# Records shown:
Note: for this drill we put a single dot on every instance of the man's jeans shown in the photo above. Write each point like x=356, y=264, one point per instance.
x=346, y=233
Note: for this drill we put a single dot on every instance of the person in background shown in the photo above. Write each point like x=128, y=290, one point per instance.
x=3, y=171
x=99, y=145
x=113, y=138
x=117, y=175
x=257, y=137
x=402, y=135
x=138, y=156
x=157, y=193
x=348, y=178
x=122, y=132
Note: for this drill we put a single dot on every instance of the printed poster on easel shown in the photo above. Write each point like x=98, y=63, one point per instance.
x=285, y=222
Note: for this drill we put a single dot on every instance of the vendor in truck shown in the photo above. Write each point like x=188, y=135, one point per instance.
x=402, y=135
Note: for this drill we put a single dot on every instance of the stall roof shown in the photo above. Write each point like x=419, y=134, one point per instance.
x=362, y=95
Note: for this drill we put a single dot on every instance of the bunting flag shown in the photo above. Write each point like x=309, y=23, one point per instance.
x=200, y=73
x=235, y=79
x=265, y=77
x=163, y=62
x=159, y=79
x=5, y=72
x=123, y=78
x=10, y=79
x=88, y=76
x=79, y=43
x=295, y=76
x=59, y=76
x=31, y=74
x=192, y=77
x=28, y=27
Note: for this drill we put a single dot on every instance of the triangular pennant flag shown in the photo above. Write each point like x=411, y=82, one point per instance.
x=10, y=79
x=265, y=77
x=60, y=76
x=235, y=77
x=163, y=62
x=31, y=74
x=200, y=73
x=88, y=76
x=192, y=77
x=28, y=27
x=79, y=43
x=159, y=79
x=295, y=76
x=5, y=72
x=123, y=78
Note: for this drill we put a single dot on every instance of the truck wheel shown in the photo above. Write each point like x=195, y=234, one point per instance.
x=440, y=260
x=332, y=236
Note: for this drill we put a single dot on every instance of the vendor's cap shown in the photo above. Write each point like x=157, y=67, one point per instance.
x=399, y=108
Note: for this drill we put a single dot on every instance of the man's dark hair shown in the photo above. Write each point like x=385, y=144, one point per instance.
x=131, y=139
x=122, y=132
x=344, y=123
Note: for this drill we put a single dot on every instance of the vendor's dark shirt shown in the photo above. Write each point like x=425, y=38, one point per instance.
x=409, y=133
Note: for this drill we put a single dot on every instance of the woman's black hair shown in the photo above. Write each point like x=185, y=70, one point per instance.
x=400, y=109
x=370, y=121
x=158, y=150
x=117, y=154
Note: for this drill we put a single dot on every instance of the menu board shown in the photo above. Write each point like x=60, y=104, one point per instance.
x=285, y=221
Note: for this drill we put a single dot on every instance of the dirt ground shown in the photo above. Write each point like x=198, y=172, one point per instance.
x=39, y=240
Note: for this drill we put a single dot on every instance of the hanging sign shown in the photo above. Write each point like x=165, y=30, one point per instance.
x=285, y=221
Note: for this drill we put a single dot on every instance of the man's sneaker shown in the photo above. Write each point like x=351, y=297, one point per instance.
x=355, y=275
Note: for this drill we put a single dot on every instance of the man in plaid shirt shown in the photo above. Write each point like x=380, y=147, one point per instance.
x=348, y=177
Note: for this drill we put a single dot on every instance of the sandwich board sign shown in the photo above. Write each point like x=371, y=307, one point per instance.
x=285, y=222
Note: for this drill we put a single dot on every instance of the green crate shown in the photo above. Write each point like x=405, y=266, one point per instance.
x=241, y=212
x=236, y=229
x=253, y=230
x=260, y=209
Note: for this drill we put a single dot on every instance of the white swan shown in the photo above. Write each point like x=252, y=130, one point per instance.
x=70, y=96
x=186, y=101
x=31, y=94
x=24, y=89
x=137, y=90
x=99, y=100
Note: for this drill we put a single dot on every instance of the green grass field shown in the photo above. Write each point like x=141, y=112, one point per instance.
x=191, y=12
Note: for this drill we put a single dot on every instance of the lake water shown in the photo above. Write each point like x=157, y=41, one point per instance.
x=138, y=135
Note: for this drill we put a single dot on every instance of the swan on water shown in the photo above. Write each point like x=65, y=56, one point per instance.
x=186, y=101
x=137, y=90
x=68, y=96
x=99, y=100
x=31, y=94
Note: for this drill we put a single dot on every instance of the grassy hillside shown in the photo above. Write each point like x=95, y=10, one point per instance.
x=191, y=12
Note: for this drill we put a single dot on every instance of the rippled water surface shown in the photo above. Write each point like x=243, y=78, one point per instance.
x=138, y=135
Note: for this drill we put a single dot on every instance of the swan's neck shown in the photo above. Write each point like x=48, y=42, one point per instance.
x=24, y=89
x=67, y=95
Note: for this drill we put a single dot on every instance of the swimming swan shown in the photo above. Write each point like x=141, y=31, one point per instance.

# Task:
Reproduce the listing from the line containing "y=70, one point per instance." up to and including the line containing "x=355, y=275", substituting "exercise" for every occurrence of "drill" and leaving everything else unchanged.

# Expected answer:
Note: for this exercise we put a single dot on every instance of the woman's black hair shown in the photo above. Write each point like x=185, y=70, one point per instance.
x=400, y=109
x=370, y=121
x=158, y=150
x=117, y=154
Note: for this exercise we put a single dot on every instance of the menu board shown in the photo above. Write each point like x=60, y=104, one point per instance.
x=285, y=221
Note: for this exercise we put a single dot on every instance of the dirt ground shown in the photo above. Write each point like x=198, y=172, one point per instance.
x=39, y=240
Note: for this exercise we put a single dot on every instance of the hanging sign shown in the photo above. Write each point like x=165, y=30, one point per instance.
x=285, y=221
Note: for this exercise we put a single dot on every instance of the man's sneaker shown in the photo above. Write each point like x=351, y=297, one point per instance.
x=355, y=275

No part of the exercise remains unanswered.